# DATA SUPPLIED:
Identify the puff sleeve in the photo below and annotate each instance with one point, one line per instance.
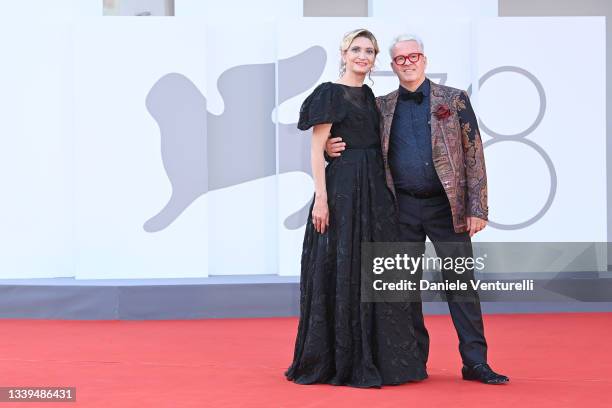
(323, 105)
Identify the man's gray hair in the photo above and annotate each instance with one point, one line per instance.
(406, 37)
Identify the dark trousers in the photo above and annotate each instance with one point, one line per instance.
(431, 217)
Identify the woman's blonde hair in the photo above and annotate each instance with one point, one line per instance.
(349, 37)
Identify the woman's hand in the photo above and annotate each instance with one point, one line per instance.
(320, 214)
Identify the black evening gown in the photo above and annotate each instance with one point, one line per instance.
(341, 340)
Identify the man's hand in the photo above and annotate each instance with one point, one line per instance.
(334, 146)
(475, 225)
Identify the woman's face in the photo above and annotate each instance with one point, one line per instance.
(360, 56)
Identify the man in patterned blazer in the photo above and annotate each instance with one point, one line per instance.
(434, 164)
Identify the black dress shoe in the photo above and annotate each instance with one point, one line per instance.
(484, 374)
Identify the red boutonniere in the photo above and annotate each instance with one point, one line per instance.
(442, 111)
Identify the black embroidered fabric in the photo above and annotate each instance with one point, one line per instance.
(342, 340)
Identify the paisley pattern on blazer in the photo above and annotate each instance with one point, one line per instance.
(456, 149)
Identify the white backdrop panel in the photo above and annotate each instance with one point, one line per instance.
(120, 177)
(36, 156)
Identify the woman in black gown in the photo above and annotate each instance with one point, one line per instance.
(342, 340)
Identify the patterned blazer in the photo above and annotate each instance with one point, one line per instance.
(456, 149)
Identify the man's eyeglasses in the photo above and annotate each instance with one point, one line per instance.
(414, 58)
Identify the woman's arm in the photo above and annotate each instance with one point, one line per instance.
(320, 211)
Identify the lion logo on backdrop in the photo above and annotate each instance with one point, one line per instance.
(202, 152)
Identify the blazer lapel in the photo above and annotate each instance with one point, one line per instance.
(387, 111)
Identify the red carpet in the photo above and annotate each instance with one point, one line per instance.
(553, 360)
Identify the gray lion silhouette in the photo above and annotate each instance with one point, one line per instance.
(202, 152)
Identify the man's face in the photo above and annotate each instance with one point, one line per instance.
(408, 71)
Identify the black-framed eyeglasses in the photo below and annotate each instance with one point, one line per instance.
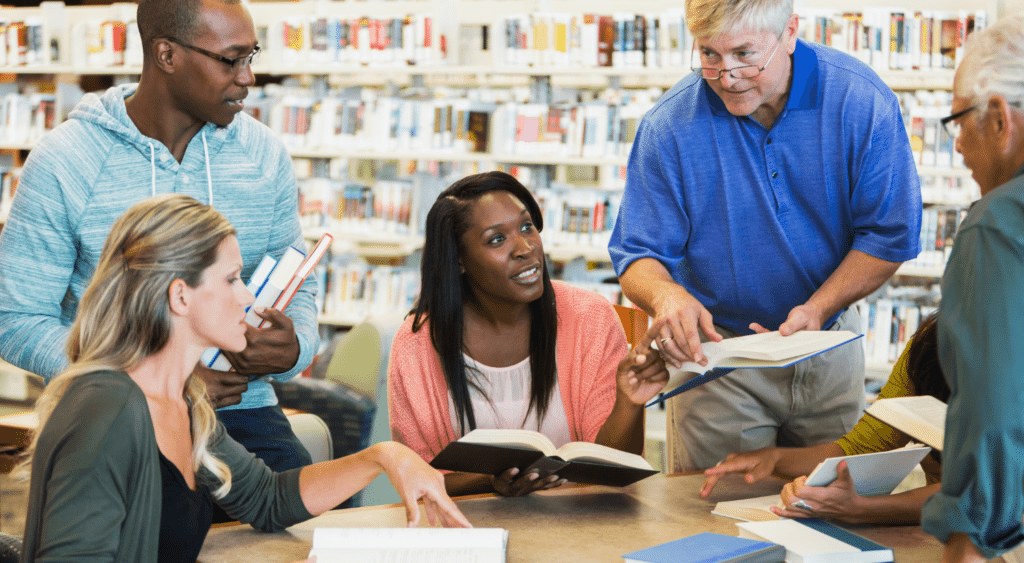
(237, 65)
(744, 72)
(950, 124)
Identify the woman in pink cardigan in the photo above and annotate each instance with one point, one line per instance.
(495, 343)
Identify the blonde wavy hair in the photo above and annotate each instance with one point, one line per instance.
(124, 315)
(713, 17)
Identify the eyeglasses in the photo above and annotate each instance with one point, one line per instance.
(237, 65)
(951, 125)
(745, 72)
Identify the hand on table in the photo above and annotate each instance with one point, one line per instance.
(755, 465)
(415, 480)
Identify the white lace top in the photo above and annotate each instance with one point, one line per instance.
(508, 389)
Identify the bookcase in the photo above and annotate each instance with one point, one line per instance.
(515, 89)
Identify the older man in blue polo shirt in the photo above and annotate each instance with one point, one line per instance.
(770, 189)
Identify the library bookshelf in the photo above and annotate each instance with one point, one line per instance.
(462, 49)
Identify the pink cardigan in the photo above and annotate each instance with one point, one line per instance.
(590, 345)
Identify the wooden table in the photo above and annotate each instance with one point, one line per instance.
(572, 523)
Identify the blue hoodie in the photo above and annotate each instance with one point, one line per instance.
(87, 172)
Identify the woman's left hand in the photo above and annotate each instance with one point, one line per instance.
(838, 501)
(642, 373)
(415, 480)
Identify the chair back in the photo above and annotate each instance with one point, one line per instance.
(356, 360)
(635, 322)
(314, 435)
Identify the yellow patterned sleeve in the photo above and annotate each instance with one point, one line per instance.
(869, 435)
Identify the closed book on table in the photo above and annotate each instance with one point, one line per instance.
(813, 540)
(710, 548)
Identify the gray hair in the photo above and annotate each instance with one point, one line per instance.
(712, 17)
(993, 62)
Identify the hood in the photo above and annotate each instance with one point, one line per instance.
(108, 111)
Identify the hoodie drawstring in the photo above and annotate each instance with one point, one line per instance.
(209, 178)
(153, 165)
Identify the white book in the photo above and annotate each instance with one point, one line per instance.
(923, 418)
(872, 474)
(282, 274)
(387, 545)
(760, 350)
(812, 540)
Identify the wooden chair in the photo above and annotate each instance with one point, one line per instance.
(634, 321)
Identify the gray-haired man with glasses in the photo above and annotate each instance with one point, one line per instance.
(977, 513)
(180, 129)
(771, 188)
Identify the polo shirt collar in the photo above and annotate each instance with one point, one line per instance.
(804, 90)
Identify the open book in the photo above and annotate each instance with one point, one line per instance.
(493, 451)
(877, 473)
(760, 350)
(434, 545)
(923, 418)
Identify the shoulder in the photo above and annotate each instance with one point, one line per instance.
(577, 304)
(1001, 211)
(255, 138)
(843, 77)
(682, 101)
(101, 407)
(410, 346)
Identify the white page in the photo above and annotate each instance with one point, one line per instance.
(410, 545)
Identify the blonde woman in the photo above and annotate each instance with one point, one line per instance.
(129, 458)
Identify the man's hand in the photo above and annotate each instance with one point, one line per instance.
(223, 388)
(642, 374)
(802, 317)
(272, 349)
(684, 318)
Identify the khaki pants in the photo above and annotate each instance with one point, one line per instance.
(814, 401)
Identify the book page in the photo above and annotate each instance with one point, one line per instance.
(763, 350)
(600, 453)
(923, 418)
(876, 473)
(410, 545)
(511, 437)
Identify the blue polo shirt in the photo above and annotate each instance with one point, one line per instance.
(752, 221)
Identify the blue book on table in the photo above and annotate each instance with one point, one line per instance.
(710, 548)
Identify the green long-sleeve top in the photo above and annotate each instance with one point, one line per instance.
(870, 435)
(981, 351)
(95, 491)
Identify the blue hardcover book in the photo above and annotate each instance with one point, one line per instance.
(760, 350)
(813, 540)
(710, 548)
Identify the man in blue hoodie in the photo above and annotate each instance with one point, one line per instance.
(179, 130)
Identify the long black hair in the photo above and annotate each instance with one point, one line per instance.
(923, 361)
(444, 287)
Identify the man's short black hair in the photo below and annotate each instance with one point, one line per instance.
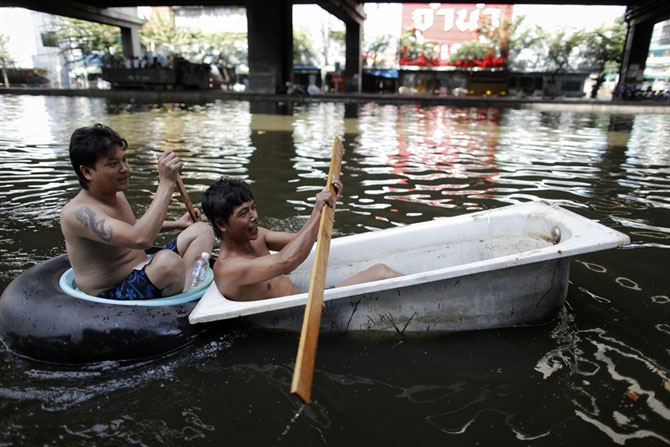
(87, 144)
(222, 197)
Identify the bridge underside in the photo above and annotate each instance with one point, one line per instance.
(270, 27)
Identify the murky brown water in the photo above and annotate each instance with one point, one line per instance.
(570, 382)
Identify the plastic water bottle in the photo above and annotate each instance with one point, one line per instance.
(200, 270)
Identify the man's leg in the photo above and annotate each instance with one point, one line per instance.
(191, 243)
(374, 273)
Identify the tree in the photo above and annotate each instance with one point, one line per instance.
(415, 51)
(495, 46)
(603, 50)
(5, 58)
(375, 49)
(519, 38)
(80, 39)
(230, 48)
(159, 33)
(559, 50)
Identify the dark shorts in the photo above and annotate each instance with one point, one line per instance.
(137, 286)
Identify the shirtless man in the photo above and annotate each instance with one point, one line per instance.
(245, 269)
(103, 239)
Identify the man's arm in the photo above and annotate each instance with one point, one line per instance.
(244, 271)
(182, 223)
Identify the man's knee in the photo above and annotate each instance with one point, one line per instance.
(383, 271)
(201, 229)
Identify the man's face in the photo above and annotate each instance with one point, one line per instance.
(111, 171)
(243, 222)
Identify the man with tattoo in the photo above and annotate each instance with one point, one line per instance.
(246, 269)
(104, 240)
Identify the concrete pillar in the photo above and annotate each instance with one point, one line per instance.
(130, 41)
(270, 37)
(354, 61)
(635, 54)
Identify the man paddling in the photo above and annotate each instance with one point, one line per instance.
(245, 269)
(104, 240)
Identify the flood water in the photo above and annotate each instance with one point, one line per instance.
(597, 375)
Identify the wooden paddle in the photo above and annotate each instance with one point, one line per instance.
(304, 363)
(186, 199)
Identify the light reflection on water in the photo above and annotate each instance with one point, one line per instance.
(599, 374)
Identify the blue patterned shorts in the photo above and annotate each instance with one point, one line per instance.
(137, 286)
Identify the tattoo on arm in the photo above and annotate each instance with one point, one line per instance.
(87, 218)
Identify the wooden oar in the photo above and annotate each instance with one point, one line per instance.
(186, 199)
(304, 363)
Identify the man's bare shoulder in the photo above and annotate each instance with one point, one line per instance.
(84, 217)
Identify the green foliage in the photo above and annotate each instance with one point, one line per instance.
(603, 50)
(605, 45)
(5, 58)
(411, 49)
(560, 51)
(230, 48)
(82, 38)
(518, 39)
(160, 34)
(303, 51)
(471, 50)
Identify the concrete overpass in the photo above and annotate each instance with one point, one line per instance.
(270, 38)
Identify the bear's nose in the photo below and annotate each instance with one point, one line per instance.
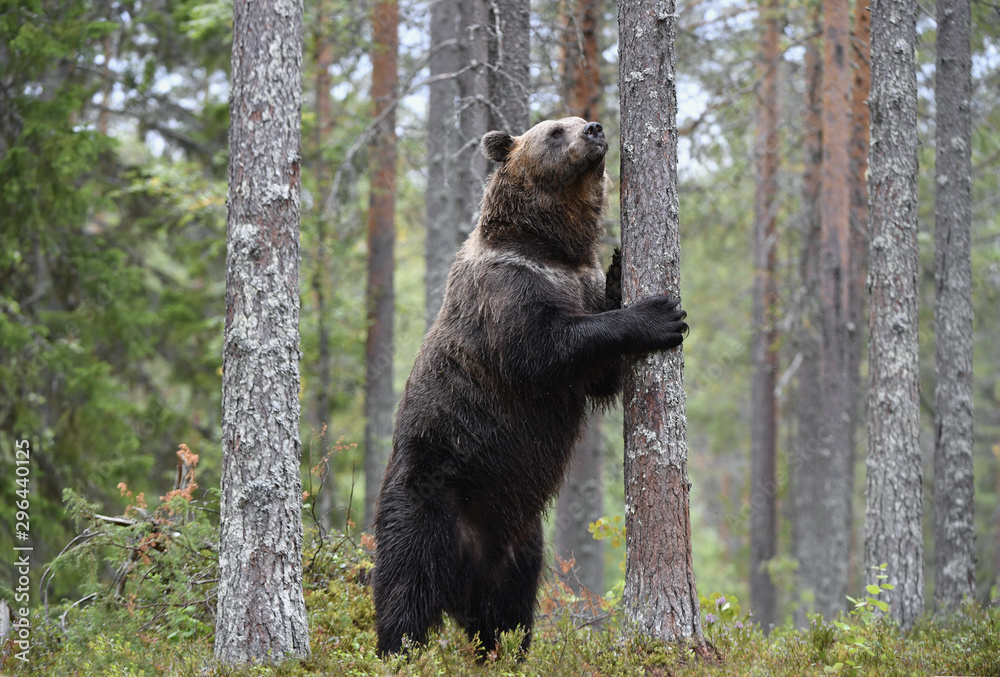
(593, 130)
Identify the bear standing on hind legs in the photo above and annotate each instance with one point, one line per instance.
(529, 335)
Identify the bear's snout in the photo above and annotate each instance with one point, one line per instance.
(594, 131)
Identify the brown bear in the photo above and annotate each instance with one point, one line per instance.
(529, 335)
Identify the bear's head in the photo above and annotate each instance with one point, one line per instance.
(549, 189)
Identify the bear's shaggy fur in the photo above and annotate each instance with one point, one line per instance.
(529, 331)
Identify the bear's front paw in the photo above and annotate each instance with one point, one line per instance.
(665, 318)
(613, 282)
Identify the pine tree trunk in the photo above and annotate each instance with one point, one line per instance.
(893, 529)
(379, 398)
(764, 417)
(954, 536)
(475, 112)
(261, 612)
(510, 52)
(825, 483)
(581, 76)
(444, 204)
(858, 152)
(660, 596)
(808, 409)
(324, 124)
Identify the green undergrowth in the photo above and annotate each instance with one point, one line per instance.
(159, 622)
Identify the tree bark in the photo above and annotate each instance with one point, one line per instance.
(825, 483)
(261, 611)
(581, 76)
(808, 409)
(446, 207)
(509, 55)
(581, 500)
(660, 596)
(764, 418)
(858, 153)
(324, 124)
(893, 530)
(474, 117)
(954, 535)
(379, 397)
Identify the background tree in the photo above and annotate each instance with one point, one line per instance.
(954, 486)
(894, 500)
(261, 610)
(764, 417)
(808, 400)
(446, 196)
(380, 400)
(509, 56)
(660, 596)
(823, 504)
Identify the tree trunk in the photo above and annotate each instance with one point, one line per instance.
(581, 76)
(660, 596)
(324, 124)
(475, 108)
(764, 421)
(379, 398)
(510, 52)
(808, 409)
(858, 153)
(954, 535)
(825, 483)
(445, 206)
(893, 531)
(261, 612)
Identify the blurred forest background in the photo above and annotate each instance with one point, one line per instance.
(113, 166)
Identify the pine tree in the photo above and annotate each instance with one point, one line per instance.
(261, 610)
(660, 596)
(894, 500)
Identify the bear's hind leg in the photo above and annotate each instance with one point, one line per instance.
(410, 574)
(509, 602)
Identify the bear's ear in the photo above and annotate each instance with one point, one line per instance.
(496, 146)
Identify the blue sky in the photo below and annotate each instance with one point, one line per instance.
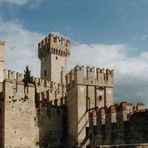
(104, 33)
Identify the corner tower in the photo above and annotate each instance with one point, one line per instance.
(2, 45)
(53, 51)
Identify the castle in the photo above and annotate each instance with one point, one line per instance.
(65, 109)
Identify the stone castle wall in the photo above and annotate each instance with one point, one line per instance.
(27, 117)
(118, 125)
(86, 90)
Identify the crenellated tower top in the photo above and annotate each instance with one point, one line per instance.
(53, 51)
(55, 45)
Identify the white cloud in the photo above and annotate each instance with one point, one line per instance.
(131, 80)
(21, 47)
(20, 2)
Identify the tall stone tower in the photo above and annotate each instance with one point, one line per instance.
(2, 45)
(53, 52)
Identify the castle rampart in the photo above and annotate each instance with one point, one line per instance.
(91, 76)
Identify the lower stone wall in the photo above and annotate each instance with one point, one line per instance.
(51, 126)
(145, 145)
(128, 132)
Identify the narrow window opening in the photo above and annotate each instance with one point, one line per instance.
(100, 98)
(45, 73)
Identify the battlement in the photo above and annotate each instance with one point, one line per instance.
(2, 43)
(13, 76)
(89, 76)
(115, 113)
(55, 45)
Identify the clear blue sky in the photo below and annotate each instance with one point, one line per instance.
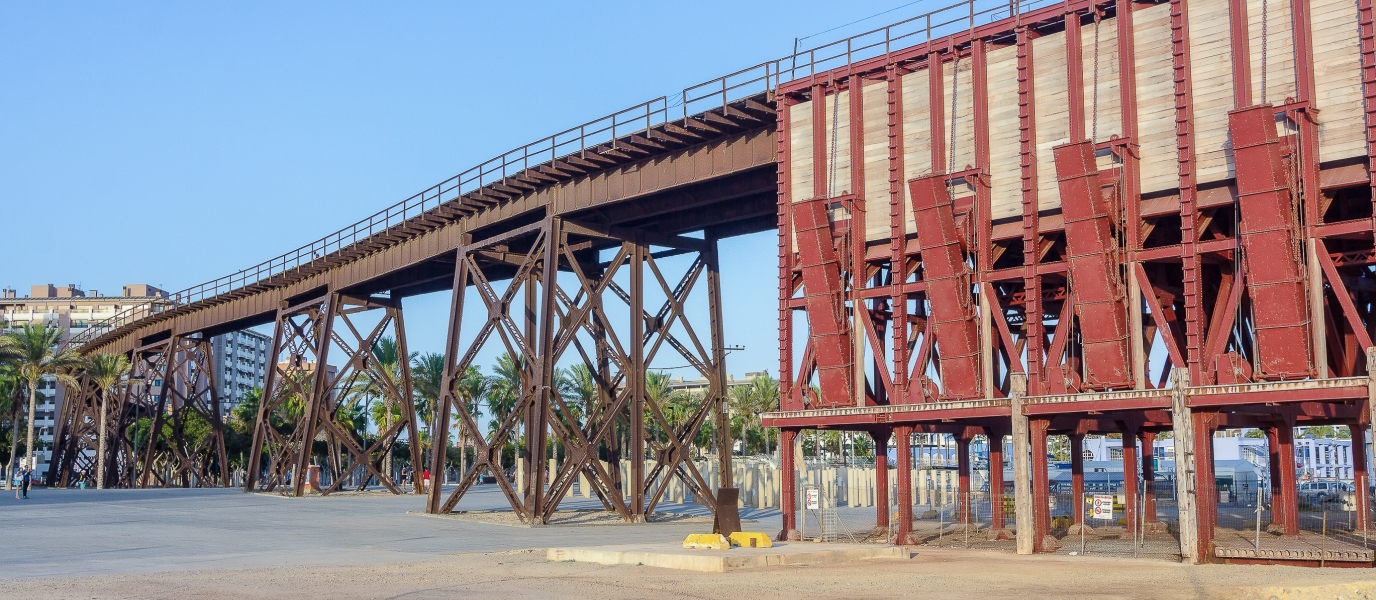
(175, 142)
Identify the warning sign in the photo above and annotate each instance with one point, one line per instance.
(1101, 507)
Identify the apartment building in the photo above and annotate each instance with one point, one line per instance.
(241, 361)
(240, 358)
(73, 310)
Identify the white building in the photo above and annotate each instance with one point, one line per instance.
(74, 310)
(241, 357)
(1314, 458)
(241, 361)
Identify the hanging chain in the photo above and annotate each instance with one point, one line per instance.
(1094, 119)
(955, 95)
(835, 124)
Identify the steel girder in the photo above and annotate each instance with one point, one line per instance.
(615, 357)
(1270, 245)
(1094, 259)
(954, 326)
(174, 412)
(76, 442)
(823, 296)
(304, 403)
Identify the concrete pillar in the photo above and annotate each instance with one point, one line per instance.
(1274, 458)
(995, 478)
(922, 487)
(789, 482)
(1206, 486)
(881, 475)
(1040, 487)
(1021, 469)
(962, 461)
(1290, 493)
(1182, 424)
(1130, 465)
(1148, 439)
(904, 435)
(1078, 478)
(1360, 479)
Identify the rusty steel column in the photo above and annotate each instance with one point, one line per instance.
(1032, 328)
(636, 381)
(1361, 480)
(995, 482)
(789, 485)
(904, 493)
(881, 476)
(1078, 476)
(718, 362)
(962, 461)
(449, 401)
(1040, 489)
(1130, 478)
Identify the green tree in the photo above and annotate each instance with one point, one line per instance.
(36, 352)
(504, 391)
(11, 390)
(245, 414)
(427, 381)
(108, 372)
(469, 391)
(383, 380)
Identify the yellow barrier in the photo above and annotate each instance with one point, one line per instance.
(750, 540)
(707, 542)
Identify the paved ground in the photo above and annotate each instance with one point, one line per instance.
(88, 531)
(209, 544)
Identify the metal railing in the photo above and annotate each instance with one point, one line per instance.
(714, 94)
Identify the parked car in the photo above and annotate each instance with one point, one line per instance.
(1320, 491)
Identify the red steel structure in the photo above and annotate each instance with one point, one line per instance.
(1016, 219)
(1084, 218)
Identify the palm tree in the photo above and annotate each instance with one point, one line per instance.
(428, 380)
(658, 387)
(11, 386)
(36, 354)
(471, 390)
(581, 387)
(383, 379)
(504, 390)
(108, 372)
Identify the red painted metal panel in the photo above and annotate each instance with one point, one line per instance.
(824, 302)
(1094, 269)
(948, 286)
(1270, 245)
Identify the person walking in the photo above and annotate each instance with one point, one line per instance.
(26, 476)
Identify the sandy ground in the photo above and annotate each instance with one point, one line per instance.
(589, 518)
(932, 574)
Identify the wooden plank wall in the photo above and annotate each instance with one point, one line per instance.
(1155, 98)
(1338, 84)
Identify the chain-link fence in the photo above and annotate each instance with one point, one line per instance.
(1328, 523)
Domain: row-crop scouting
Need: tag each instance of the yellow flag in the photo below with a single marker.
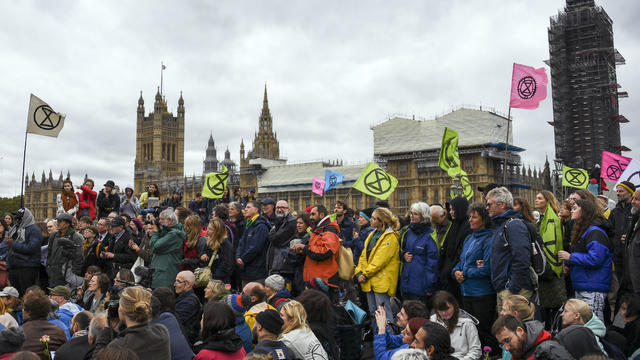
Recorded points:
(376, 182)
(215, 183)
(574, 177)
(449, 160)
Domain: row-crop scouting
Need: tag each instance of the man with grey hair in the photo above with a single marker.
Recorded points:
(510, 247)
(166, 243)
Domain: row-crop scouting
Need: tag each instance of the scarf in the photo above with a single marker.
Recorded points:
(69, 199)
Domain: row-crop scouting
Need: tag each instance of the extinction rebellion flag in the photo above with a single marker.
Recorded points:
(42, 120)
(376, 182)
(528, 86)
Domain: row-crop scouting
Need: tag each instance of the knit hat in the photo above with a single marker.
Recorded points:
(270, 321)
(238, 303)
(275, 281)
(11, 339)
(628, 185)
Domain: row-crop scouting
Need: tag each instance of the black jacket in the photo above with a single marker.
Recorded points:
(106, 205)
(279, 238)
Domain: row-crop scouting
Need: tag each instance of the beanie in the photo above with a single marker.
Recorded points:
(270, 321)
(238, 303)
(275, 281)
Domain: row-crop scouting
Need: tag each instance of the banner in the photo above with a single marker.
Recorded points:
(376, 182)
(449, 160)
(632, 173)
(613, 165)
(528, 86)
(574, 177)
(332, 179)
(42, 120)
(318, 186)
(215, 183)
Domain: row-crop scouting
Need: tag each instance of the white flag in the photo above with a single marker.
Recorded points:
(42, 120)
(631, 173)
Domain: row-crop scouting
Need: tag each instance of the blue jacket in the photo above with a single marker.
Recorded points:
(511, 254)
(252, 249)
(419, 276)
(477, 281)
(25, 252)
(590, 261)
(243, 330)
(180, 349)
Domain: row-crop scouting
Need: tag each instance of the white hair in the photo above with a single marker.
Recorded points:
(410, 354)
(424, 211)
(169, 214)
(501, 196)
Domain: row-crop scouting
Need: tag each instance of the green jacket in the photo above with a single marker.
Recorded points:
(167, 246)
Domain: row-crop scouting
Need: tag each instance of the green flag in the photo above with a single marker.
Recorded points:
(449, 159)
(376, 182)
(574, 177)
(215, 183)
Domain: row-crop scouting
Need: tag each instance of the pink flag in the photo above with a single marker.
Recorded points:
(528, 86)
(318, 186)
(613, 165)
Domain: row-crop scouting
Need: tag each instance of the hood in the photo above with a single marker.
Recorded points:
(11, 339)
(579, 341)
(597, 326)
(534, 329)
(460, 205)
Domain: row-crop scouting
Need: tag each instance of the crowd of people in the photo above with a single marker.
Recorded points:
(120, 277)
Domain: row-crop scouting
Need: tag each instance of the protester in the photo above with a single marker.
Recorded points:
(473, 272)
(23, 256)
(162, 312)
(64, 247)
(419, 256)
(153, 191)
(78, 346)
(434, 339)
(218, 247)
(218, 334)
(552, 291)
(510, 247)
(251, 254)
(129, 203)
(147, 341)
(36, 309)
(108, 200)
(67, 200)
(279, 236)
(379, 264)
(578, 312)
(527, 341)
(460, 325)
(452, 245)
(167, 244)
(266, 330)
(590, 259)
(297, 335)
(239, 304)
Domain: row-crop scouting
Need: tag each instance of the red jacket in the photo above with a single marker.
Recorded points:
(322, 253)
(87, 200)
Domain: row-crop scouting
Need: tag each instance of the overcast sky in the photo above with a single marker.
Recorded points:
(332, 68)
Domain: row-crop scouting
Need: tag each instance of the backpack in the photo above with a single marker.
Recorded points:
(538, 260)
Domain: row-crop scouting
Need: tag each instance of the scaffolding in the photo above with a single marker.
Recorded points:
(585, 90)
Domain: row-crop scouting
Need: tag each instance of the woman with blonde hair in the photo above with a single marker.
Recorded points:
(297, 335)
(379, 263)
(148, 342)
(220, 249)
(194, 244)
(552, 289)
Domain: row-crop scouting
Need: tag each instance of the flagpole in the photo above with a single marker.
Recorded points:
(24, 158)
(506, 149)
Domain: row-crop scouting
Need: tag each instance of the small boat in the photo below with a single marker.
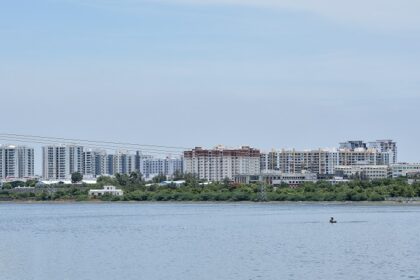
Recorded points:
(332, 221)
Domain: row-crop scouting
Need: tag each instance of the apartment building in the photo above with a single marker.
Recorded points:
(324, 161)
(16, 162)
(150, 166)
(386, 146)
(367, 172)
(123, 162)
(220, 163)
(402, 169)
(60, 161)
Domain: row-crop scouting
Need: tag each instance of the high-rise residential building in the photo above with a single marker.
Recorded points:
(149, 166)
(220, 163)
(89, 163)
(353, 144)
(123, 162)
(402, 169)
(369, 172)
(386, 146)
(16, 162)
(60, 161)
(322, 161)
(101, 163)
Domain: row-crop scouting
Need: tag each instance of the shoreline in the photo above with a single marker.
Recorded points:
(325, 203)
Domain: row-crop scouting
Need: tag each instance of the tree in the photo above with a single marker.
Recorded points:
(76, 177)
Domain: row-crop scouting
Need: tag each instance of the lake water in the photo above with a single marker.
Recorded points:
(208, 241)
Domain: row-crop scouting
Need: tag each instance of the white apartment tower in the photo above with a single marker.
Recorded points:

# YOUR TASK:
Please report each line of the records above that contains the word "metal", copying those lines in full. Matches are case-sensitive.

# WRITTEN ANSWER:
Identify the metal railing in the photo above and annotate each instance with one point, one line per instance.
Identify the red painted metal panel in the photo above and annotate each instance with one point, one line per instance.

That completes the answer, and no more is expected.